### TASK STATEMENT
Exactly as written, return every line of the data below.

** Opening INFORMATION SUPPLIED block **

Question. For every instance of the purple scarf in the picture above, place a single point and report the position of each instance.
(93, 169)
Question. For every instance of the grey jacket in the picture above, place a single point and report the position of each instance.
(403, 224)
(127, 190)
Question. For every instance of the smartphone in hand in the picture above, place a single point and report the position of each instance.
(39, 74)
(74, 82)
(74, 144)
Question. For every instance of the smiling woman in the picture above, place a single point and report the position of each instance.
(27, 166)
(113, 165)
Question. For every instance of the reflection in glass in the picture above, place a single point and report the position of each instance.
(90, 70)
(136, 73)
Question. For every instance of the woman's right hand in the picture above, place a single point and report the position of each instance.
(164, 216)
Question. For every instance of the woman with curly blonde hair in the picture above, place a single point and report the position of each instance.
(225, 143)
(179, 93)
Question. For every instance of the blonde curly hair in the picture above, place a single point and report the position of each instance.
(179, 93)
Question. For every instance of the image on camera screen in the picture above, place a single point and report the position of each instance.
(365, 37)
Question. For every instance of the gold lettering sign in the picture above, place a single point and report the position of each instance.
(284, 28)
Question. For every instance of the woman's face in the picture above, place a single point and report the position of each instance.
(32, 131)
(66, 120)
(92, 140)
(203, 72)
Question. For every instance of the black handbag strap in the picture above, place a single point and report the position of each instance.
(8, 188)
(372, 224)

** Closing INFORMATION SUPPLIED block **

### ANSWER BOX
Question. For every instance of the purple scarf in the picture above, place a single point and report the position of each instance.
(93, 169)
Question. For every instance of the grey jacket in the picture above, place a single point and report the position of each instance.
(403, 224)
(127, 190)
Question. For every instance of the smartphone in hand in the picture above, place a single point and report the position of each instance.
(39, 74)
(74, 82)
(74, 144)
Question. For every instance of the smiling woman in the picture above, place a single point and report the position of each instance.
(27, 166)
(113, 165)
Question. For every instance of the reflection in glass in the picture above, place a single point and report the position of each instance.
(90, 70)
(136, 73)
Question. For every instance of the woman's right hand in the picture above, place a single point and report the position of each instance.
(164, 216)
Question. For every instance of the woman with curly blonde hair in the picture above, place a single point and report the position of each instance.
(225, 143)
(179, 93)
Question. For every instance of the blonde curly hair in the picture above, place a single point and report the position of each instance.
(179, 93)
Question. For every instance of the image on camera screen in the picture above, place a single point and report the position of each instance.
(365, 37)
Question. For every instance of the gold lettering sign in the picture above, place a single point and report the position of each instance.
(284, 28)
Question. For every instance of the woman's face in the picture above, place a single point and report the position of each instance.
(32, 131)
(66, 120)
(92, 140)
(203, 72)
Question. For every instance of the black handbag strap in the picture above, place a single point and report the position of each instance.
(8, 188)
(372, 224)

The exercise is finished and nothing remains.